### Selected text
##############################
I accept the above tariff, but mindful of section 44(1) of the Crimes Decree 2009.
- In the operative part of the sentencing ruling, His Lordship stated:
On the "attempted murder" charge (Count No. 1), pursuant to section 44(1) and 237 of the Crimes Decree 2009, I sentence Anasa Baleinabodua
to the mandatory sentence of life imprisonment. On the non-parole period, I start with a sentence of 9 years imprisonment. For the
aggravating factors, I increase the sentence by 6 years to 15 years imprisonment. For the mitigating factors, I decrease the sentence
by 5 years to 10 years imprisonment. You are to serve a non-parole period of 10 years' imprisonment.
Mandatory Sentencing Generally
- It is pertinent to note here that the Section 237 read with Section 44 (1) of the Crimes Decree do not give the sentencing judge a discretion
to impose a less sever sentence than life imprisonment on a convict in an Attempted Murder case. Discretion is only given to impose
a non parole period. However, as a matter of practice, sentencing judges in Fiji have handed down sentences with fixed terms well
below life imprisonment sometimes with a non parole period. (see: Akit (supra).
- The rationale for sentencing judges doing so may be expounded in the observation made in State v Pickering [2001] FJHC 341; [2001] 2 FLR 228 (30 July 2001)
Section 8(b) which provides for a mandatory minimum term of imprisonment irrespective of the circumstances of offence or offender,
is not a unique piece of law. Almost all common law jurisdictions have such provisions in their criminal law. Nor is it unique in
Fiji. Murder, for instance carries a mandatory term of life imprisonment. Mandatory terms of imprisonment have been subjected to
much criticism by judicial officers and law reformists. The reasons for such criticism are that mandatory minimum terms do not allow
the judiciary to apply proper sentencing principles, and do not permit for adjustment according to the personal circumstances of
the case. When the Crime (Sentences) Bill (now the Crime (Sentences) Act 1997 (UK)) was before the House of Lords for its Second
Reading, Lord Bingham said:
"It is a cardinal principle of just sentencing that the penalty should be fashioned to match the gravity of the offence and to take
account of the circumstances in which it was committed. Any blanket or scattergun approach inevitably leads to injustice in individual
cases."
##############################
### Written instruction
In the sentencing text above, condense the paragraph beginning "It is pertinent to note here" into a brief bulleted list that keeps its main facts.

### Information supplied
##############################
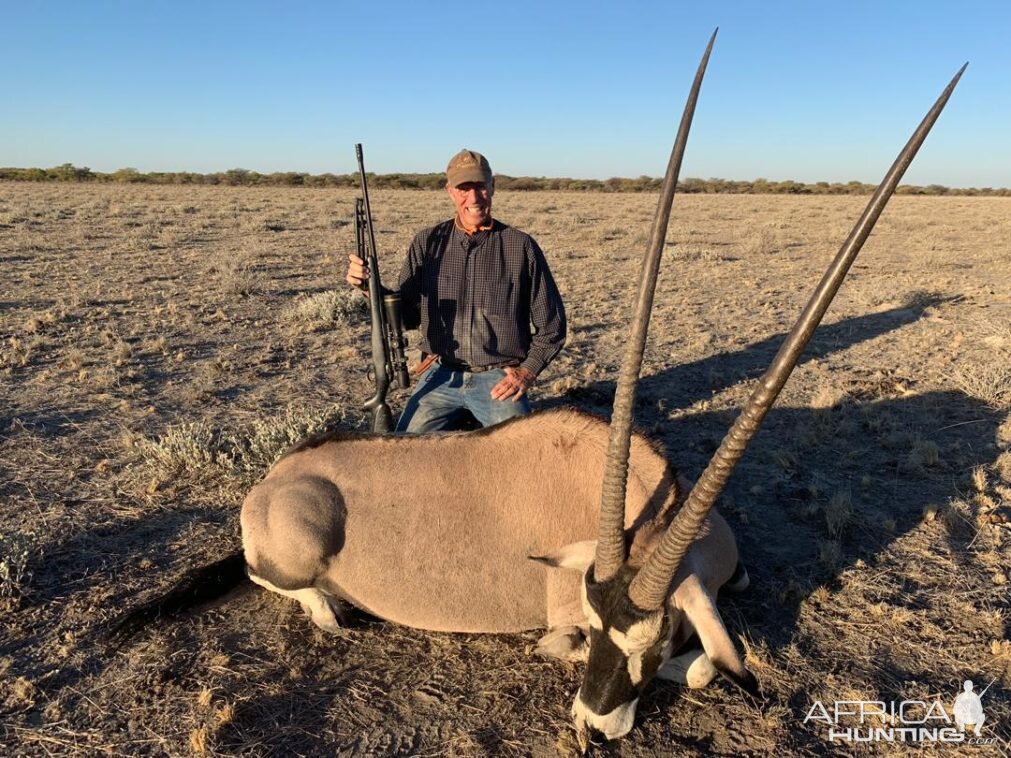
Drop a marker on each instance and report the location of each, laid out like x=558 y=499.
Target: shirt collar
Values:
x=461 y=229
##############################
### Worked solution
- Under Section 237 read with Section 44(1) of the Crimes Decree, a sentencing judge has no discretion to impose a sentence less severe than life imprisonment for Attempted Murder.
- The only discretion given is to impose a non-parole period.
- In practice, sentencing judges in Fiji have handed down fixed terms well below life imprisonment, sometimes with a non-parole period (see Akit).